Wednesday, 16 February 2011

Victor's cream of Mushroom soup

When the twins came home from school and told us they were going to do a project: "Create a healthy dish!"
I thought it was time to carry on the family tradition, how to "pimp" a recipe. All chefs do it, take inspiration from others cooks or books and turn it into their own.

So Victor found a Heston Blumenthal free recipe in Waitrose. And together we turned it from Heston's fat version, into a much lighter Victor's healthy version. So here it is!!


Victor's Cream of Mushroom soup

Set  oven to 150 degrees. Bake 20 grams of dried porcini mushrooms for 5 minutes.
Chop up fine : 2 onions, 800 grams of fresh mushrooms and 2 leeks.
Remember to wash the vegetables; you don't want soil in your food!
Melt 50 grams of butter in a large pot and start frying of first onions and leeks.
Peel and grate 1 large baking potatoe and throw that into the pot as well.
Now add 1,5 litre of vegetable stock.

EXTRACTED DATA:
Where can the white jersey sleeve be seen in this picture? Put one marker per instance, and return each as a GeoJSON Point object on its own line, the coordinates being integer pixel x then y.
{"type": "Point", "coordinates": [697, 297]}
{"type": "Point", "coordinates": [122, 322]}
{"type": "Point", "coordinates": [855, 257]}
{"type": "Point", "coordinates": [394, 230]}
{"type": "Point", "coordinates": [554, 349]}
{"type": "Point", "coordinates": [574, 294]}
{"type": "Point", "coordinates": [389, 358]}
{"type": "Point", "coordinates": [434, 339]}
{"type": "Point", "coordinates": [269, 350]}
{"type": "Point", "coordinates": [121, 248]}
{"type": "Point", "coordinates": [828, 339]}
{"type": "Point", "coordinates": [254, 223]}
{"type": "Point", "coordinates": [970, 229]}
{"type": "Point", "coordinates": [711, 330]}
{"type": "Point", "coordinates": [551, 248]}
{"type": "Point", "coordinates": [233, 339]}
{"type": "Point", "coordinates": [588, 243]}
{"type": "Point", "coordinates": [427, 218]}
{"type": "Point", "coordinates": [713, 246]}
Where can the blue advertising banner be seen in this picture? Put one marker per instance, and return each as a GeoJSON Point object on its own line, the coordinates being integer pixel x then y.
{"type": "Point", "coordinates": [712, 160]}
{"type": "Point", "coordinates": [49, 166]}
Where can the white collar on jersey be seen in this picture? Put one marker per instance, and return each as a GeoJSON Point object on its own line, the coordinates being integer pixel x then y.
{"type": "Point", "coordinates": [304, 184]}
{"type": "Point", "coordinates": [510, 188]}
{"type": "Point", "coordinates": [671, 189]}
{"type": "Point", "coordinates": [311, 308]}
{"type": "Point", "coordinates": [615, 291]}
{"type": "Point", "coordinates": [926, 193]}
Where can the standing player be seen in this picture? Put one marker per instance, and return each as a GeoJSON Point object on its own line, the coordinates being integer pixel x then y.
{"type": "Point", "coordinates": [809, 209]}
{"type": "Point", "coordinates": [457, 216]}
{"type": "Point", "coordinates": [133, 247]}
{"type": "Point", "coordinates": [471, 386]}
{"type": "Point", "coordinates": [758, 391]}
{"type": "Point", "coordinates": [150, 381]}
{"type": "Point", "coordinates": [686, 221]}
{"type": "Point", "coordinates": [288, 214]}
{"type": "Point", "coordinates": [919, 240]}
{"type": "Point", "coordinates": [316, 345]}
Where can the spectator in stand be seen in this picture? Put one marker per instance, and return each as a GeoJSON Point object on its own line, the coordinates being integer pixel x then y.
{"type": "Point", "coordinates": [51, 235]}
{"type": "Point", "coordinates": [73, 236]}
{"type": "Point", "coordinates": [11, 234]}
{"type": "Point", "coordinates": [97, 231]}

ACTIVITIES:
- A) In the mushroom soup recipe, how long are the dried porcini mushrooms baked?
- B) Continue the mushroom soup recipe from the point where it stops.

WRITTEN ANSWERS:
- A) 5 minutes.

- B)
Grind the baked dried mushrooms, we used a coffee grinder, and into the pot. Now cook this for 10 minutes or more.
Now fry all the fresh mushrooms on a frying pan. When they are going soft and start to take colour into the soup pot.
Add some salt and pepper - not too much! Remember you can always add, but you can't take it out of the soup again.
Add 250ml. soya cream, much lighter in calories and a source of protein. Let it cook for another 5 minutes.


Now blend the soup with a handheld blender. Be careful with this!!
And don't do it for too long, you want a few bits to chew on.
Taste again!  Add more salt or pepper if needed.

Serve the soup with some crusty brown bread. Bon Appetit!